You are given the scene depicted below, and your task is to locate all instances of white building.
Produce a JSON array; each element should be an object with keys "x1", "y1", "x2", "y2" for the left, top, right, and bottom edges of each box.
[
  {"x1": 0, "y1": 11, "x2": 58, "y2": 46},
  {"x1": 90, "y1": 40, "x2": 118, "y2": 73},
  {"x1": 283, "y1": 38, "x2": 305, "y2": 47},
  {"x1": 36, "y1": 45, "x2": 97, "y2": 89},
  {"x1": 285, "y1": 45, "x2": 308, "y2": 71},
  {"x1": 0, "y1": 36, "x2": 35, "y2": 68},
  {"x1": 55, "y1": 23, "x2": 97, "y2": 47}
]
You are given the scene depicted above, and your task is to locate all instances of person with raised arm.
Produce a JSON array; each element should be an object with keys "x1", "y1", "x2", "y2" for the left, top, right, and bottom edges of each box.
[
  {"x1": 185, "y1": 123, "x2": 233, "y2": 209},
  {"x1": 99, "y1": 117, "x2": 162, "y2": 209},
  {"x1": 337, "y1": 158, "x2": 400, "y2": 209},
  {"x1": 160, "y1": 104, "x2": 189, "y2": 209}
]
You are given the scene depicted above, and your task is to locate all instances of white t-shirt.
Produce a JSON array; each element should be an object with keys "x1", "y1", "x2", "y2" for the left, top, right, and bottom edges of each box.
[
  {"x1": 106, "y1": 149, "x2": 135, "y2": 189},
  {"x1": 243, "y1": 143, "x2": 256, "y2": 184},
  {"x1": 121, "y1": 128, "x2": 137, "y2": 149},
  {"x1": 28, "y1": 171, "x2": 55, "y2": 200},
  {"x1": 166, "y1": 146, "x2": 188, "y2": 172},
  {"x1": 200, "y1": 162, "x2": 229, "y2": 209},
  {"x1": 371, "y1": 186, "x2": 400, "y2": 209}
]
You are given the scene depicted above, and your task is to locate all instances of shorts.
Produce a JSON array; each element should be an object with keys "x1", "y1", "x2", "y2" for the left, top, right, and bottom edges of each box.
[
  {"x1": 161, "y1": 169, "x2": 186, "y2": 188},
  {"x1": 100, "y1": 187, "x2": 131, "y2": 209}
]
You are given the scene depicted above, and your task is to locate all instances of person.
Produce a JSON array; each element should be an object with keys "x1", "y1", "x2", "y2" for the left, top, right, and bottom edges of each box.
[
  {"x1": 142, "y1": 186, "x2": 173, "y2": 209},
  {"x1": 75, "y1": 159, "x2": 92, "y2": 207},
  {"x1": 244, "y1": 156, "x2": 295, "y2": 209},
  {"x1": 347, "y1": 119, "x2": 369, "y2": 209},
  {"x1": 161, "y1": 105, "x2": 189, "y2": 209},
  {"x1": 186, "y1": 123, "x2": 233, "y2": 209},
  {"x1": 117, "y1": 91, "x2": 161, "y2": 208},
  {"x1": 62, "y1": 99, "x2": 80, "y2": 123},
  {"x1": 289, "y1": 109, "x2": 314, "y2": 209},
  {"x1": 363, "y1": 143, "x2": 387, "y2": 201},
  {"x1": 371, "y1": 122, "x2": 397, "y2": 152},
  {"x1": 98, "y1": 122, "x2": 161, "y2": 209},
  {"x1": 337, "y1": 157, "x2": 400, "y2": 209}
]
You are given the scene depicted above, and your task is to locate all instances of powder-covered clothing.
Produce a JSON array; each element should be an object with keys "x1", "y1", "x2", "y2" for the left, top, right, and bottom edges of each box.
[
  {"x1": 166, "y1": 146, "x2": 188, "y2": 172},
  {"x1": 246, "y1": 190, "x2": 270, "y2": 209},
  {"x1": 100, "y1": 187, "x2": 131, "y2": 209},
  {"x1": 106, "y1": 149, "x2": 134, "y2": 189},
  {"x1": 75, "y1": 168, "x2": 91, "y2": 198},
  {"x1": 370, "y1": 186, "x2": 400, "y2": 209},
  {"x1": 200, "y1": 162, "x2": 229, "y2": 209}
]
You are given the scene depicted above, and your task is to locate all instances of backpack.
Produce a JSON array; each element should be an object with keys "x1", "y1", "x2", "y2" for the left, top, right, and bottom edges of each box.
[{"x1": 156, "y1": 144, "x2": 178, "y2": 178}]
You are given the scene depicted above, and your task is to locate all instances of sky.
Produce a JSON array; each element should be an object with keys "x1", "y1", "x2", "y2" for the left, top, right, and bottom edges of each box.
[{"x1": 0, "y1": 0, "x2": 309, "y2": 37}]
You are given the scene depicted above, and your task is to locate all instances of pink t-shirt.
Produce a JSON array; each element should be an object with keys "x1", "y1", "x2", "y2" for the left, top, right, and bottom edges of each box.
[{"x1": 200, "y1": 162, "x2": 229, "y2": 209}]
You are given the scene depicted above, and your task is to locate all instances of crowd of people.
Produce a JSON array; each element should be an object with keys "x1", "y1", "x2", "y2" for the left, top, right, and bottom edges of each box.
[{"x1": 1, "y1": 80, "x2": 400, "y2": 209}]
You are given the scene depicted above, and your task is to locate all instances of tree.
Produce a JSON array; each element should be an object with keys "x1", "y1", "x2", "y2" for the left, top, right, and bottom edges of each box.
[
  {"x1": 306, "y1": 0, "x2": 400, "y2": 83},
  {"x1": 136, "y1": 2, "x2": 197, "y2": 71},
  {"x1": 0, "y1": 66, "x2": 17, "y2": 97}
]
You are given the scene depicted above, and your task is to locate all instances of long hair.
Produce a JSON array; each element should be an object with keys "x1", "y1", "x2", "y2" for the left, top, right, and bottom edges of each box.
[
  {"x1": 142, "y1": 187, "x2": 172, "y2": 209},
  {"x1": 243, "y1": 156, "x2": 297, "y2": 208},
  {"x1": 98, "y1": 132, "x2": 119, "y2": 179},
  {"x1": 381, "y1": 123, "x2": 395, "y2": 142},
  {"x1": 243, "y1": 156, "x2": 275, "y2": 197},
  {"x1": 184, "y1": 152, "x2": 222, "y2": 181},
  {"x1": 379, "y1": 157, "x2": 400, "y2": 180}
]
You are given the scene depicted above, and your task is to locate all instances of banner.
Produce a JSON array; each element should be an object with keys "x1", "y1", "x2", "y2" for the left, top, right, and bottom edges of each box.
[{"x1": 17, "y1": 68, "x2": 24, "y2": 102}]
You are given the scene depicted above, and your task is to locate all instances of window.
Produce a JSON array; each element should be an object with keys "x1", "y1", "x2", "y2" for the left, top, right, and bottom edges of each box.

= = = = =

**Activity**
Every single line of the listing must be retyped exactly.

**Result of this task**
You are given the scene depicted below, and your task is to locate all instances of white building.
Produce a JSON array; each element should be an object with keys "x1", "y1", "x2", "y2" for the left, top, right, and bottom edges of each box.
[
  {"x1": 0, "y1": 11, "x2": 58, "y2": 46},
  {"x1": 90, "y1": 40, "x2": 118, "y2": 73},
  {"x1": 283, "y1": 38, "x2": 305, "y2": 47},
  {"x1": 36, "y1": 45, "x2": 97, "y2": 89},
  {"x1": 285, "y1": 45, "x2": 308, "y2": 71},
  {"x1": 0, "y1": 36, "x2": 35, "y2": 68},
  {"x1": 55, "y1": 23, "x2": 97, "y2": 47}
]
You are given the scene depicted above, and your task is to locate all instances of person with raised arm.
Produce a JSON array; each element should be an object with keys "x1", "y1", "x2", "y2" for the left, top, right, and bottom edges of each box.
[
  {"x1": 185, "y1": 123, "x2": 233, "y2": 209},
  {"x1": 99, "y1": 117, "x2": 162, "y2": 209},
  {"x1": 337, "y1": 158, "x2": 400, "y2": 209},
  {"x1": 160, "y1": 104, "x2": 189, "y2": 209}
]
You are given the scene depicted above, and your task is to locate all instances of white t-shirt.
Produce a JSON array; each element should be an object with keys "x1", "y1", "x2", "y2" for the left, top, right, and bottom edges of each box.
[
  {"x1": 106, "y1": 149, "x2": 135, "y2": 189},
  {"x1": 243, "y1": 143, "x2": 256, "y2": 184},
  {"x1": 121, "y1": 128, "x2": 137, "y2": 149},
  {"x1": 28, "y1": 171, "x2": 55, "y2": 200},
  {"x1": 166, "y1": 146, "x2": 188, "y2": 172},
  {"x1": 200, "y1": 162, "x2": 229, "y2": 209},
  {"x1": 371, "y1": 186, "x2": 400, "y2": 209}
]
You are given the scene depicted above, and your task is to locate all instances of shorts.
Produce a JSON array; each element should be an object with keys "x1", "y1", "x2", "y2" for the left, top, right, and bottom edges of each box.
[
  {"x1": 161, "y1": 169, "x2": 186, "y2": 188},
  {"x1": 100, "y1": 187, "x2": 131, "y2": 209}
]
You are given the scene depicted above, and your task is to locate all instances of person.
Produce a JSON array; each element should be an object with keys "x1", "y1", "x2", "y2" for the left, top, right, and bottom edges of each box.
[
  {"x1": 142, "y1": 186, "x2": 173, "y2": 209},
  {"x1": 75, "y1": 159, "x2": 92, "y2": 207},
  {"x1": 244, "y1": 156, "x2": 295, "y2": 209},
  {"x1": 347, "y1": 119, "x2": 369, "y2": 209},
  {"x1": 161, "y1": 105, "x2": 189, "y2": 209},
  {"x1": 186, "y1": 123, "x2": 233, "y2": 209},
  {"x1": 117, "y1": 91, "x2": 161, "y2": 208},
  {"x1": 62, "y1": 99, "x2": 80, "y2": 123},
  {"x1": 289, "y1": 109, "x2": 314, "y2": 209},
  {"x1": 363, "y1": 143, "x2": 387, "y2": 201},
  {"x1": 371, "y1": 122, "x2": 397, "y2": 152},
  {"x1": 98, "y1": 122, "x2": 161, "y2": 209},
  {"x1": 337, "y1": 157, "x2": 400, "y2": 209}
]
You are given the scene depicted above, and your task is to locate all instances of powder-covered clothing.
Produce a JSON array; each element should be an object with keys "x1", "y1", "x2", "y2" for the left, top, right, and bottom edges of each box.
[
  {"x1": 166, "y1": 146, "x2": 188, "y2": 172},
  {"x1": 246, "y1": 190, "x2": 270, "y2": 209},
  {"x1": 100, "y1": 187, "x2": 131, "y2": 209},
  {"x1": 106, "y1": 149, "x2": 134, "y2": 189},
  {"x1": 75, "y1": 168, "x2": 91, "y2": 198},
  {"x1": 370, "y1": 186, "x2": 400, "y2": 209},
  {"x1": 200, "y1": 162, "x2": 229, "y2": 209}
]
You are given the scene depicted above, and your task is to locate all instances of backpack.
Produce a JSON array; each element should be an object with keys "x1", "y1", "x2", "y2" for the left, top, right, and bottom edges of each box.
[{"x1": 156, "y1": 144, "x2": 178, "y2": 178}]
You are given the scene depicted above, and your task is to locate all instances of sky.
Produce a JSON array; each element should be an object with keys "x1", "y1", "x2", "y2" for the left, top, right, and bottom edges of each box.
[{"x1": 0, "y1": 0, "x2": 309, "y2": 37}]
You are given the scene depicted above, and your task is to locate all instances of pink t-shirt.
Produce a JSON array; each element should be an object with keys "x1", "y1", "x2", "y2" for the left, top, right, and bottom edges of each box.
[{"x1": 200, "y1": 162, "x2": 229, "y2": 209}]
You are given the scene depicted above, and your task is to locate all instances of crowd of people.
Produce a JSON array; each element should be an object with keys "x1", "y1", "x2", "y2" for the left, top, right, and bottom edges of each box.
[{"x1": 1, "y1": 80, "x2": 400, "y2": 209}]
You are given the scene depicted above, and your task is to locate all instances of tree.
Produce a JSON array; each element should be an object with keys "x1", "y1", "x2", "y2" for the left, top, right, and bottom edges of each box.
[
  {"x1": 306, "y1": 0, "x2": 400, "y2": 83},
  {"x1": 136, "y1": 2, "x2": 197, "y2": 71},
  {"x1": 0, "y1": 66, "x2": 17, "y2": 97}
]
You are given the scene depicted above, and your task is to locate all instances of long hair.
Produce a JSON array; each element should be an object with keys "x1", "y1", "x2", "y2" for the left, top, right, and bottom edges of each box.
[
  {"x1": 142, "y1": 187, "x2": 172, "y2": 209},
  {"x1": 243, "y1": 156, "x2": 297, "y2": 208},
  {"x1": 98, "y1": 132, "x2": 119, "y2": 179},
  {"x1": 381, "y1": 123, "x2": 395, "y2": 142},
  {"x1": 243, "y1": 156, "x2": 275, "y2": 197},
  {"x1": 184, "y1": 152, "x2": 222, "y2": 181},
  {"x1": 379, "y1": 157, "x2": 400, "y2": 180}
]
You are given the scene depicted above, and your task is to locate all instances of banner.
Produce a JSON array; each element should be an object with keys "x1", "y1", "x2", "y2" for the left, top, right, and bottom edges of each box.
[{"x1": 17, "y1": 68, "x2": 24, "y2": 102}]
You are given the scene depicted above, and your task is to locate all instances of window.
Produce a JSON array; each element should be an object with keys "x1", "y1", "x2", "y2" for the left, top, right, and bottom edges of each box.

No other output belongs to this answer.